[Collected data entries]

□ □ □

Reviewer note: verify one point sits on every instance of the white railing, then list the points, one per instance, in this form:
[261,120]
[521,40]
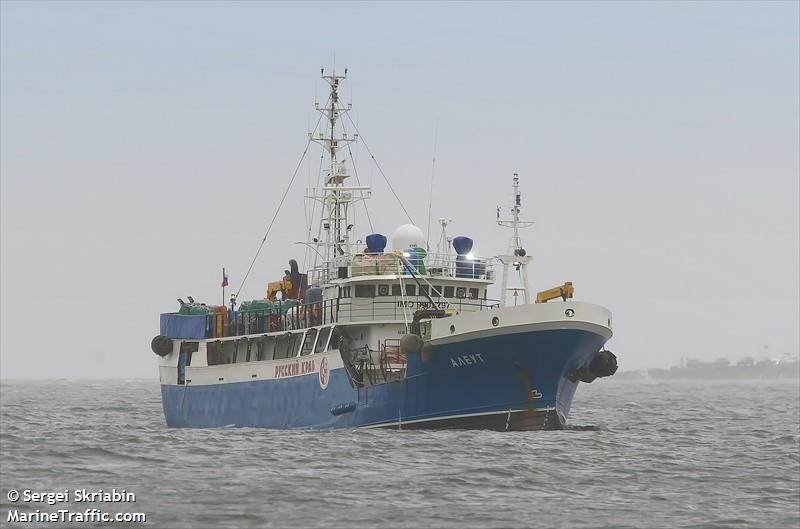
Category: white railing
[432,265]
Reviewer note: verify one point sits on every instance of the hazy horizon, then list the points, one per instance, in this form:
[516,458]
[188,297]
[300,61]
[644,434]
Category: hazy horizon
[144,146]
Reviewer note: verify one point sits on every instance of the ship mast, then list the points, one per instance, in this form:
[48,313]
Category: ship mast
[333,238]
[517,256]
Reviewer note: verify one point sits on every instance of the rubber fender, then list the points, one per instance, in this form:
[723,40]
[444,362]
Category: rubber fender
[161,345]
[410,343]
[604,364]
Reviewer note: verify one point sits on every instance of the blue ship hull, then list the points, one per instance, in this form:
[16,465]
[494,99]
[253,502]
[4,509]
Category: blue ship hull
[507,382]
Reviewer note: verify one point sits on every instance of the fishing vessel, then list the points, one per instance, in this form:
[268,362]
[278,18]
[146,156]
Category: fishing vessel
[383,332]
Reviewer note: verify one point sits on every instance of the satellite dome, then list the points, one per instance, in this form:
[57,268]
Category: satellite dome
[407,235]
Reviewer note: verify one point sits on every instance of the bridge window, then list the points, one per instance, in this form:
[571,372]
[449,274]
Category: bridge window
[365,291]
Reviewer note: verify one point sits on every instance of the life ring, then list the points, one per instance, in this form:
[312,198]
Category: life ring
[161,345]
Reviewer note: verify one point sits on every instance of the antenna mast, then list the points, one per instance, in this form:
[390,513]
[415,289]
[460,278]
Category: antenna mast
[335,197]
[517,257]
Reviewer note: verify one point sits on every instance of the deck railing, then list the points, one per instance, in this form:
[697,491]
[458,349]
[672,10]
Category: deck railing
[397,308]
[432,265]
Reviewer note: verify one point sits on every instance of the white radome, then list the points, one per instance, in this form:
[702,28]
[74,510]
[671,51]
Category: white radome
[405,236]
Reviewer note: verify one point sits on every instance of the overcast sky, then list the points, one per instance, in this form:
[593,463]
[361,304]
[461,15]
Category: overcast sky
[144,146]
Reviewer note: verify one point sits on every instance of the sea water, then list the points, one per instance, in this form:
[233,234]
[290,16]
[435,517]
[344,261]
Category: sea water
[635,454]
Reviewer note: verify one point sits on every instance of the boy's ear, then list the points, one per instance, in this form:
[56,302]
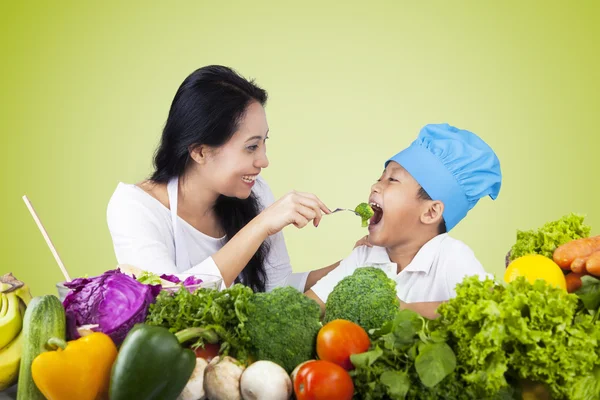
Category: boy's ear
[433,214]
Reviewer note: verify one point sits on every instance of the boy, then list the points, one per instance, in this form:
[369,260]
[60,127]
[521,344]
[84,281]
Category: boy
[424,191]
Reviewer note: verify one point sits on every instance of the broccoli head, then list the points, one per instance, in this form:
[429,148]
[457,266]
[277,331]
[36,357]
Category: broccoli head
[365,212]
[283,327]
[367,298]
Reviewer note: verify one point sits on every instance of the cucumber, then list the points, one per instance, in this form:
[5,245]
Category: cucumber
[44,319]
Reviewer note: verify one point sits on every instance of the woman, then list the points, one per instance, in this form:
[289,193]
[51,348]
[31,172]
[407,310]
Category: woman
[205,209]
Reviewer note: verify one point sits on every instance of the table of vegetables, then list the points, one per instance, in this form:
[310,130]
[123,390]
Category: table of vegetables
[127,336]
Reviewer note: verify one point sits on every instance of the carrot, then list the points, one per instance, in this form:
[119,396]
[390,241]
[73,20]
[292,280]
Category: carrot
[566,254]
[573,281]
[593,264]
[578,265]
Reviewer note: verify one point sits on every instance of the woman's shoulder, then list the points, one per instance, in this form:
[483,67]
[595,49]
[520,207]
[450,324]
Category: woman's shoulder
[128,197]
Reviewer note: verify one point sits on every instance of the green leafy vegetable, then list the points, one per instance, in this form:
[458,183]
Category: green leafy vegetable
[553,234]
[365,212]
[149,278]
[224,312]
[403,358]
[501,335]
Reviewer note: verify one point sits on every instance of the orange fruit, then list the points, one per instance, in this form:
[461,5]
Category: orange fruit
[534,267]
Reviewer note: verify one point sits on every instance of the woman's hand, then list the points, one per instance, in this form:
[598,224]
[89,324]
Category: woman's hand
[364,241]
[295,208]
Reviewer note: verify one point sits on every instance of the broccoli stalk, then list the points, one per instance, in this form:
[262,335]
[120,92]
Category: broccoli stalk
[367,298]
[365,212]
[283,327]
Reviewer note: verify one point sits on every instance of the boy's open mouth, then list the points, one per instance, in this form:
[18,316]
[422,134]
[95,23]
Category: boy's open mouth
[377,213]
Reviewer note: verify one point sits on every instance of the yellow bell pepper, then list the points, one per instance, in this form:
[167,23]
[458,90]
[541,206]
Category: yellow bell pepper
[79,369]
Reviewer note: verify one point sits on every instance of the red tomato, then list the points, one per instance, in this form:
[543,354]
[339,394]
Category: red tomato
[339,339]
[323,380]
[209,351]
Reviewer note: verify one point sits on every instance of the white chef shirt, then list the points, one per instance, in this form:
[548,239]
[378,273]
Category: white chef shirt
[432,275]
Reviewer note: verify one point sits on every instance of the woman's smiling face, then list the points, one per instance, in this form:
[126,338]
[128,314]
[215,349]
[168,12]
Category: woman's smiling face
[232,169]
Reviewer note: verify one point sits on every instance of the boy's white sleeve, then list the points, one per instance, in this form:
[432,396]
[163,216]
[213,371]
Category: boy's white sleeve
[346,268]
[463,266]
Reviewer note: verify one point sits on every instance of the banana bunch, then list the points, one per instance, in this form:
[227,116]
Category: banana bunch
[14,297]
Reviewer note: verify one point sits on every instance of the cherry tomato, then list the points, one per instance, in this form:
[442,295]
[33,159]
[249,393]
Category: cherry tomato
[208,352]
[339,339]
[323,380]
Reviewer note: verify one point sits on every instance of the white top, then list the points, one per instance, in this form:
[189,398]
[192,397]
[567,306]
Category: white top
[433,274]
[142,232]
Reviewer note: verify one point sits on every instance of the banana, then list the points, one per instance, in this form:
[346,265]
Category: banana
[10,356]
[12,321]
[14,297]
[3,305]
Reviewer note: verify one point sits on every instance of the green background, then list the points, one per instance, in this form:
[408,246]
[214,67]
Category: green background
[85,90]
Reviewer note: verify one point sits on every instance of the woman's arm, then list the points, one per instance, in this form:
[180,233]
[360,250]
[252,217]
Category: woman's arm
[141,238]
[317,274]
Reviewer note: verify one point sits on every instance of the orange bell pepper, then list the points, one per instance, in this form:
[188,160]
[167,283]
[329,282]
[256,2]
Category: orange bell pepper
[79,369]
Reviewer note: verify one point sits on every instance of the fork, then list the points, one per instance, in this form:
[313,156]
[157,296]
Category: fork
[344,209]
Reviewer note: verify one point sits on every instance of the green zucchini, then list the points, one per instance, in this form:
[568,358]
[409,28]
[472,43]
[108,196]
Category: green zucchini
[44,319]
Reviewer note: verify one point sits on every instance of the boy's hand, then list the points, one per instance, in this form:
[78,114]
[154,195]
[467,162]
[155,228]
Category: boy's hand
[363,242]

□ □ □

Retype all entries exactly as they appear, dropping the images.

Reviewer note: verify one point sits on every instance of the white railing, then list the points, one per instance, in this form:
[261,120]
[521,40]
Category: white railing
[432,265]
Reviewer note: verify one point sits on every instance of the hazy horizon, then list the points, one per instance, in this form:
[516,458]
[188,297]
[300,61]
[644,434]
Category: hazy horizon
[144,146]
Reviewer note: verify one point sits on every instance of the ship mast, then list the points, one per instance, in this form:
[48,313]
Category: ship mast
[333,238]
[517,256]
Reviewer note: verify one point sits on every instance of the rubber fender, then list the points, one per instance, in this form:
[723,40]
[444,362]
Category: rubber fender
[161,345]
[410,343]
[604,364]
Reviewer note: verify one point sits on every instance of the blue ship hull, then list the points, one per instance, in this form:
[16,465]
[494,99]
[253,502]
[4,509]
Category: blue ship hull
[507,382]
Reviewer note: verify one point sits on every instance of the fishing vessel, then list the points, one per instance, in this form:
[268,362]
[278,18]
[146,156]
Category: fishing vessel
[383,332]
Reviewer note: verify one point sits on every instance of the satellite dome, then list the points, one per instance, in this form:
[57,268]
Category: satellite dome
[407,235]
Reviewer note: verify one point sits on every instance of the bridge window, then list the points, one per instance, in this form:
[571,372]
[449,274]
Category: bridge window
[365,291]
Reviewer note: verify one point sits on every instance of the life ring, then list the points, one per instance, in this form:
[312,198]
Category: life ring
[161,345]
Reviewer note: verify one point sits on every instance of the antenna mast, then list the points, one per instance, in this form:
[390,513]
[415,289]
[460,278]
Category: antenna mast
[335,197]
[517,257]
Reviewer note: verify one point sits on every instance of the deck railing, then list the points, one per instance, in this form:
[697,491]
[458,349]
[672,10]
Category: deck railing
[397,308]
[432,265]
Reviewer note: verify one point sits on every instance of the white radome, then list the points, one per instance, in this form:
[702,28]
[74,510]
[671,51]
Category: white radome
[405,236]
Reviewer note: verify one point sits on every instance of the overcast sky, then list the points, one per instance, in this form:
[593,463]
[361,304]
[461,15]
Category: overcast sky
[144,146]
Reviewer note: verify one point sits on every instance of the sea water, then list the points, one per instance, in this form:
[233,234]
[290,16]
[435,517]
[344,261]
Category: sea water
[635,454]
Reviewer note: verify one point sits on every instance of the boy's ear, then list the points, one per instance, in this form:
[56,302]
Category: boy's ear
[433,214]
Reviewer note: verify one point sits on every instance of the boy, then list the points, one per instance, in this form:
[369,260]
[60,127]
[521,344]
[84,281]
Category: boy
[424,191]
Reviewer note: verify one point sits on every instance of the broccoli head, then list the points, one per instance, in this form:
[429,148]
[457,266]
[277,331]
[36,357]
Category: broccoli head
[365,212]
[283,327]
[367,298]
Reviewer note: verify one point sits on every instance of the cucumber, then list the points, one per instance, in this form:
[5,245]
Category: cucumber
[44,319]
Reviewer note: verify one point sits on every instance of the woman, then list the points, one per instance, in this form:
[289,193]
[51,348]
[31,172]
[407,310]
Category: woman
[205,209]
Reviewer note: verify one point sits on every instance of the table of vegetables, then list the points, one per instance, in this form:
[310,130]
[123,390]
Category: table of vegetables
[127,336]
Reviewer note: verify one point sits on every instance of the carrot, then list the points, one per instance, in this form:
[119,396]
[390,241]
[73,20]
[292,280]
Category: carrot
[566,254]
[573,281]
[593,264]
[578,265]
Reviewer note: verify one point sits on every instance of the woman's shoulder, then list the points, one per instance, in this form:
[483,67]
[595,49]
[520,207]
[450,324]
Category: woman's shoulder
[128,197]
Reviewer note: verify one point sits on every instance of the green leafy vegetable, then list the points, one per instance, in this form:
[458,183]
Category: green leafy vegetable
[553,234]
[365,212]
[149,278]
[224,312]
[403,358]
[501,335]
Reviewer note: verify one point sits on every instance of the orange fruit, then list the points, one per instance, in this form:
[461,5]
Category: orange fruit
[534,267]
Reviewer note: verify one point sits on every instance of the woman's hand, then list the points, one per instance, in this form:
[598,224]
[89,324]
Category: woman's hand
[364,241]
[295,208]
Reviewer note: verify one point sits on every instance of the broccoli stalk, then list the points, one per instance, in this form:
[262,335]
[120,92]
Category: broccoli stalk
[367,298]
[365,212]
[283,327]
Reviewer note: verify one point sits on every instance of the boy's open mouth, then list the points, one per instance, in this form:
[18,316]
[422,134]
[95,23]
Category: boy's open mouth
[377,213]
Reviewer note: verify one point sits on every instance of the yellow bell pepper, then list the points, one per instance, in this form:
[167,23]
[458,90]
[541,206]
Category: yellow bell pepper
[79,369]
Reviewer note: verify one point sits on every instance of the red tomato, then list the points, one per instance, in this form:
[543,354]
[339,394]
Category: red tomato
[339,339]
[323,380]
[209,351]
Reviewer note: verify one point sits on every instance of the white chef shirt, then list the points, one per instance, in this form:
[548,239]
[378,273]
Category: white chef shirt
[432,275]
Reviewer note: verify one point sits on every instance of the woman's smiling face, then list the points, one per instance, in this form:
[126,338]
[128,314]
[215,349]
[168,12]
Category: woman's smiling face
[232,169]
Reviewer note: verify one point sits on every instance of the boy's white sleeve, then list the points, one per instance, in this form:
[432,396]
[163,216]
[213,371]
Category: boy's white sleeve
[346,268]
[463,266]
Reviewer note: verify one point sits on every instance of the banana bunch, then list the points, one per instance, in this form:
[227,116]
Category: banana bunch
[14,297]
Reviewer note: verify one point sits on every instance of the cherry tomato, then list the points, one per instance, in this form:
[442,295]
[33,159]
[249,393]
Category: cherry tomato
[208,352]
[339,339]
[323,380]
Reviewer note: verify one point sits on every instance of the white top, then list the points, one per instance, in this form:
[189,398]
[192,397]
[567,306]
Category: white top
[433,274]
[142,232]
Reviewer note: verify one point sits on every instance of the banana, then list the points, one per instance, in this form:
[346,265]
Category: banana
[10,356]
[12,321]
[14,297]
[3,305]
Reviewer note: verify one point sits on every instance of the green background, then list the points, one per instance, in this form:
[408,246]
[214,67]
Category: green background
[85,90]
Reviewer note: verify one point sits on every instance of the woman's arm, then list the points, one per instance, in this form:
[180,233]
[360,250]
[252,217]
Category: woman's arm
[141,238]
[317,274]
Reviewer note: verify one point sits on every instance of the orange bell pepper, then list the points, one per instance, in this form:
[188,160]
[167,283]
[329,282]
[256,2]
Category: orange bell pepper
[79,369]
Reviewer note: verify one point sits on every instance of the fork, then list the points, one per instance, in this form:
[313,156]
[157,296]
Category: fork
[344,209]
Reviewer note: verify one point sits on every instance of the green zucchini, then list the points, one per instance, in this form:
[568,358]
[409,28]
[472,43]
[108,196]
Category: green zucchini
[44,319]
Reviewer note: verify one point sits on every instance of the boy's hand, then list the points, one per instance, in this form:
[78,114]
[154,195]
[467,162]
[155,228]
Category: boy's hand
[363,242]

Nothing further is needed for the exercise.